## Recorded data

BEGIN

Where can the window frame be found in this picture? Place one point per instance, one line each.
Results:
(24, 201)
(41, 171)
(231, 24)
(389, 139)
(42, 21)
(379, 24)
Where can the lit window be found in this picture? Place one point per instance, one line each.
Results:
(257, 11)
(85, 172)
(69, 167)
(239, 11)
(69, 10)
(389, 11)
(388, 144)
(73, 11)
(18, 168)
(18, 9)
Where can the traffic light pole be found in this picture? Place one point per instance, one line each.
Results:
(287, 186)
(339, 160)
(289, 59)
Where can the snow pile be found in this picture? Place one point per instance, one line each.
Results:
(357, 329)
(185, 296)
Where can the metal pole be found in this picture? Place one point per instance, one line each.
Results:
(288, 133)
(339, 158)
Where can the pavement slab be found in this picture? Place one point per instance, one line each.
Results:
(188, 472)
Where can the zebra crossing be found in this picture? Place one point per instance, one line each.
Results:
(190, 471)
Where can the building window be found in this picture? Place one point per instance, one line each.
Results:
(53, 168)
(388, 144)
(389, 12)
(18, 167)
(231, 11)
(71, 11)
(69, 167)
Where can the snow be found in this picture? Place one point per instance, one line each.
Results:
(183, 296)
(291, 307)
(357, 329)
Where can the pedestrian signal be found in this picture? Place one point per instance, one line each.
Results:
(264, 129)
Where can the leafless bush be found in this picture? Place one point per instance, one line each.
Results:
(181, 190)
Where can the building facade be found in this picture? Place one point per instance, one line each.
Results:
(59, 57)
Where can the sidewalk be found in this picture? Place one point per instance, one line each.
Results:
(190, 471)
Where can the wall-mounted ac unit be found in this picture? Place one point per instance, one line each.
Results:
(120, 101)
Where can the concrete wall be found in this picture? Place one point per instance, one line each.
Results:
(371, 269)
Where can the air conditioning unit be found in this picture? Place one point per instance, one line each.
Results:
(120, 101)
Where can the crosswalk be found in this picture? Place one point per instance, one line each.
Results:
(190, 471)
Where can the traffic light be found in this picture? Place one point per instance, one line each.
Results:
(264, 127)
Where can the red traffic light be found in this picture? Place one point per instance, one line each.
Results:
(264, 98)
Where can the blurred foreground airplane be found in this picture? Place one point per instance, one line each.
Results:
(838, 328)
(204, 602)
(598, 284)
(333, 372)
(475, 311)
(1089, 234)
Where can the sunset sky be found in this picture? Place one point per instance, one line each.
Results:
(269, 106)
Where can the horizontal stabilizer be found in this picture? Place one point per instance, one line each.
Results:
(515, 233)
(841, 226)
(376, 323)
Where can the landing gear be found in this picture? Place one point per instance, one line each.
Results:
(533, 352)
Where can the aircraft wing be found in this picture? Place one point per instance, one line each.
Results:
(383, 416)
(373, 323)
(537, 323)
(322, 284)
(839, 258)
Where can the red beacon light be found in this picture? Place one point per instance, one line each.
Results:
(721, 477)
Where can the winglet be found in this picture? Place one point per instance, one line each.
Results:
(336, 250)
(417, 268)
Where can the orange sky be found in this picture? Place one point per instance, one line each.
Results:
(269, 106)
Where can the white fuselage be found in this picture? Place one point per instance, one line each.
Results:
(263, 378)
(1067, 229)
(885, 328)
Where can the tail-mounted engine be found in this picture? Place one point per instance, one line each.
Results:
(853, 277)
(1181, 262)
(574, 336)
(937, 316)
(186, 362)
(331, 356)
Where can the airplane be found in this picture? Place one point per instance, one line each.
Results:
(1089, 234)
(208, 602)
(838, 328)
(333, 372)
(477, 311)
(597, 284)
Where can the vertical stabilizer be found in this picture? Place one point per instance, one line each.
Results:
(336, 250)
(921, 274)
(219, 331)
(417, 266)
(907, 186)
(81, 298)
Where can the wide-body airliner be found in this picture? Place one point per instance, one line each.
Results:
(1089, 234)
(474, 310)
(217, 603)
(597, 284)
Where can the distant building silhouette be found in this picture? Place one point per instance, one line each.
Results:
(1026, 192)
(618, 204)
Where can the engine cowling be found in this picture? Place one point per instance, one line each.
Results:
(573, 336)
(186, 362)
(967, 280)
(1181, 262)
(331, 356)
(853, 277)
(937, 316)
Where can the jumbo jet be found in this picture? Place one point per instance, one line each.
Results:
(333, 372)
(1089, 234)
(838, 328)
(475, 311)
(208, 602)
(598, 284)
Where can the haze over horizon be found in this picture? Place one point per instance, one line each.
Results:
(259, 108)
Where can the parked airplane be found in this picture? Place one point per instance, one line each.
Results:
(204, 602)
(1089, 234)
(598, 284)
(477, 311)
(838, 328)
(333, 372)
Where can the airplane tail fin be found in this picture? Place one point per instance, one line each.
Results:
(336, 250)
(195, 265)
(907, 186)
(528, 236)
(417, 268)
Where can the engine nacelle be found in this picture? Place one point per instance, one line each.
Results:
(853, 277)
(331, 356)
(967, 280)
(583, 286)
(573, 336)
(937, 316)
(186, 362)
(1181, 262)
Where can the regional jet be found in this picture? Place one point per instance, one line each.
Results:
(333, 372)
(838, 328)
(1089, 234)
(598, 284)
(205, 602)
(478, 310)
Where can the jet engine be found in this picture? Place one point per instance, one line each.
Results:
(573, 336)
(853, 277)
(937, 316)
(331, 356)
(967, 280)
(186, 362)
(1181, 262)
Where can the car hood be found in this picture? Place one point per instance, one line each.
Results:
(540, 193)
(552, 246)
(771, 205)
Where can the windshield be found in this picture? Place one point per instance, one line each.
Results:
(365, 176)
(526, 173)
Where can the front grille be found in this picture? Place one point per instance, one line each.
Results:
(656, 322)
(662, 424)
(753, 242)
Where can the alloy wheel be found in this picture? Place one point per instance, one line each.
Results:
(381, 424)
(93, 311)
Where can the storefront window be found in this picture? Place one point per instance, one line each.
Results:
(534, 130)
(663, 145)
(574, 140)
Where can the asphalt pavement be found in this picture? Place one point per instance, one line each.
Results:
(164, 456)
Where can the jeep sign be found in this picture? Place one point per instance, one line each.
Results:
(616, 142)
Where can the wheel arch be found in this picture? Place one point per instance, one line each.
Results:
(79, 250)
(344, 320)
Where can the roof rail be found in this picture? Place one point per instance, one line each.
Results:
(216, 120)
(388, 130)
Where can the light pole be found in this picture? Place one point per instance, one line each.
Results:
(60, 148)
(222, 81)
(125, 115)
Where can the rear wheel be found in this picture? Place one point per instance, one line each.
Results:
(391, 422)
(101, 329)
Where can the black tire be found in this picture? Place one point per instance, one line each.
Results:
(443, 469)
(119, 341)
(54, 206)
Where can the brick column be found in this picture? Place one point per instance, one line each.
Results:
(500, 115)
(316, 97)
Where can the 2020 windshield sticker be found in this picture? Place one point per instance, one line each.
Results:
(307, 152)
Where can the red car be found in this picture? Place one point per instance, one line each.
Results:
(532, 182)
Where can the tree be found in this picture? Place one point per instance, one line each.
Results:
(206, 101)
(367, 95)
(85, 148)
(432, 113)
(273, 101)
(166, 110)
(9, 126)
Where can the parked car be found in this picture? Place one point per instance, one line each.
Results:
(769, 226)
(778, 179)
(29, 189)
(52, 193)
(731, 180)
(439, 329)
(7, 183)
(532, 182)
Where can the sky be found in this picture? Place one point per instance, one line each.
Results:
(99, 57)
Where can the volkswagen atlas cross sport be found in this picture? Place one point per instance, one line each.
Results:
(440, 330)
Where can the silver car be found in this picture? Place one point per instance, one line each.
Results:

END

## REQUIRED ACTION
Reproduce the data exactly, character for character.

## SOLUTION FOR THIS EXERCISE
Where can the window frame be found in this picture? Place one point per instance, one line each.
Results:
(24, 201)
(41, 171)
(231, 24)
(389, 139)
(42, 21)
(379, 24)
Where can the lit window be found in this picture? Place one point per instance, one line each.
Results:
(257, 11)
(85, 172)
(69, 167)
(239, 11)
(69, 10)
(389, 11)
(388, 144)
(73, 11)
(18, 168)
(18, 9)
Where can the traffic light pole be found in this picture? Place one point per instance, one line each.
Results:
(287, 186)
(339, 160)
(289, 59)
Where can the snow pile be found in this picture? Place one point per instance, one line each.
Results:
(357, 329)
(185, 296)
Where can the metal pole be found in this picture? Place one point per instance, one line each.
Results:
(288, 133)
(339, 158)
Where can the pavement slab be found in this picture? Place one point per instance, one line each.
Results:
(188, 472)
Where can the zebra crossing be found in this picture? Place one point per instance, one line each.
Results:
(190, 471)
Where can the building window be found in this picture? Place one point per instance, one line each.
Results:
(53, 168)
(388, 144)
(389, 12)
(18, 167)
(231, 11)
(71, 11)
(69, 167)
Where can the snow be found in this picture? Place one point per instance, one line each.
Results:
(183, 296)
(291, 307)
(357, 329)
Where can the pedestrian signal be found in this picture? Place one point per instance, one line each.
Results:
(264, 129)
Where can the leafless bush be found in this picture? Place one point per instance, one line each.
Results:
(181, 190)
Where can the building facade be found in this picture? Place one point per instance, one line each.
Results:
(59, 57)
Where can the sidewalk be found in this picture? Place one point per instance, one line each.
Results:
(190, 471)
Where can the wall-mounted ac unit be found in this picture? Place one point per instance, one line each.
Results:
(120, 101)
Where can the concrete wall be found in this picture? Place one point per instance, one line each.
Results:
(371, 269)
Where can the air conditioning unit be found in this picture? Place one point per instance, one line each.
Results:
(120, 101)
Where can the crosswalk be found in this picture? Place one point per instance, one line each.
Results:
(190, 471)
Where can the traffic light be found in this picture? Place one point per instance, one line each.
Results:
(264, 127)
Where can the red traffic light be found in this picture? Place one point per instance, one line each.
Results:
(264, 98)
Where can the blurred foreground airplane be found in this picture? Place one point per instance, one line each.
Results:
(838, 328)
(204, 602)
(598, 284)
(333, 372)
(475, 311)
(1089, 234)
Where can the sunset sky be found in this picture? Place one point per instance, one line each.
Results:
(269, 106)
Where can the horizontal stabilizer be found in this picture? Place one point per instance, one line each.
Results:
(515, 233)
(841, 226)
(376, 323)
Where can the landing gear be found in this picture? Place one point per instance, one line each.
Results:
(533, 352)
Where can the aircraft wing be found in this picture? Place one point per instance, one line each.
Results:
(383, 416)
(373, 323)
(537, 323)
(322, 284)
(839, 258)
Where can the red beacon light be found in this picture? Place one point per instance, one line each.
Results:
(721, 477)
Where can the winglet be found in this picture? Place one point per instance, one line each.
Results:
(336, 250)
(417, 268)
Where can the orange sky be found in this picture? Place one point per instance, one line each.
Results:
(269, 106)
Where can the white fuselage be found in this picture? Place one point per instance, one line each.
Results:
(263, 378)
(1067, 229)
(885, 328)
Where can the tail-mounted engine be found in this picture? Place one point per instance, one line each.
Results:
(853, 277)
(1181, 262)
(574, 336)
(937, 316)
(186, 362)
(331, 356)
Where can the airplane be found in this picture? Place one point per instance, one line each.
Results:
(1089, 234)
(208, 602)
(838, 328)
(333, 372)
(477, 311)
(597, 284)
Where can the vertical stabilizer be found in this picture? Place one point per instance, one line each.
Results:
(336, 250)
(921, 274)
(219, 331)
(417, 266)
(907, 186)
(81, 298)
Where can the wide-body airliner be found in this picture? Place one point per instance, one line each.
Results:
(1089, 234)
(474, 310)
(217, 603)
(597, 284)
Where can the distant building silhouette be found in this picture? Place one point per instance, one line each.
Results:
(1026, 192)
(618, 204)
Where can the engine cowling be found in this picture? Place one point per instance, one line each.
Results:
(573, 336)
(186, 362)
(967, 280)
(1181, 262)
(331, 356)
(853, 277)
(937, 316)
Where can the jumbo jet be found in this picture? Place one point per instance, one line each.
Results:
(333, 372)
(1089, 234)
(838, 328)
(475, 311)
(208, 602)
(598, 284)
Where can the haze over horizon be found in this picture? Place one point per instance, one line each.
Results:
(259, 108)
Where can the parked airplane be found in this picture? Place one point per instance, one line each.
Results:
(204, 602)
(1089, 234)
(598, 284)
(477, 311)
(838, 328)
(333, 372)
Where can the airplane tail fin be found in this picture? Place one point per instance, one line each.
Results:
(336, 250)
(195, 265)
(907, 186)
(528, 236)
(417, 268)
Where can the engine nacelle be found in this picture? Place one point per instance, one line each.
Results:
(853, 277)
(331, 356)
(967, 280)
(583, 286)
(573, 336)
(937, 316)
(186, 362)
(1181, 262)
Where can the regional jet be found in this picture? Place one point per instance, one line each.
Results:
(333, 372)
(838, 328)
(1089, 234)
(598, 284)
(205, 602)
(478, 310)
Where can the jet engine be found in this picture? Place one point per instance, one line each.
Results:
(573, 336)
(853, 277)
(937, 316)
(331, 356)
(967, 280)
(186, 362)
(1181, 262)
Where can the car hood be found in this picture? Place one point per instance, one line each.
Results:
(540, 193)
(552, 246)
(771, 205)
Where can the windshield be found in this picture? Place one point per instance, one line each.
Results:
(365, 176)
(526, 173)
Where can the front grille be found in this picture? Place one point per instance, one line each.
Results:
(656, 322)
(662, 424)
(753, 242)
Where can the alloy wheel be found in this picture? Place one point per instance, one line each.
Results:
(381, 424)
(93, 311)
Where can the storefront window be found in this picture? Place one point per instance, one line each.
Results:
(534, 130)
(663, 145)
(574, 140)
Where can the asphalt pavement be found in this picture? Place one point per instance, one line each.
Results:
(164, 456)
Where can the jeep sign be found in this picture? Place one point per instance, one line each.
Results:
(616, 142)
Where can the wheel arch be found in this picture? Place one point per instance, one line each.
Results:
(79, 250)
(344, 320)
Where can the roof rail be found in this picture? Place one point per instance, one line each.
Results:
(216, 120)
(388, 130)
Where can the light pole be found in this picture? Place one point per instance, one line each.
Results:
(60, 148)
(222, 81)
(125, 115)
Where can the rear wheel be found in this picture? Place one point per instance, one line each.
Results:
(391, 422)
(101, 329)
Where can the black tire be found in this picture? Place one point per instance, one line each.
Results:
(443, 469)
(119, 341)
(54, 206)
Where can the brick column be found in this picture? Place one point per instance, one line each.
Results:
(500, 115)
(316, 97)
Where can the 2020 windshield sticker be found in this picture? Place one point per instance, one line each.
Results:
(307, 152)
Where can the red car be found in this picture? Place one point per instance, one line each.
Results:
(532, 182)
Where can the tree be found in this picture? Place one point per instance, one line each.
Results:
(206, 101)
(367, 95)
(85, 148)
(432, 113)
(273, 101)
(166, 110)
(9, 126)
Where can the parked car be found in this picture? Place one point per instance, one line each.
Results:
(769, 226)
(778, 179)
(29, 189)
(52, 193)
(731, 180)
(439, 329)
(7, 183)
(532, 182)
Where can the sky be found in this picture? Place one point per instance, one line each.
Results:
(99, 57)
Where can the volkswagen atlas cross sport be found in this picture? Place one point per instance, one line each.
Results:
(440, 330)
Where can the silver car be found in this picture? Place one point per instance, one line each.
Results:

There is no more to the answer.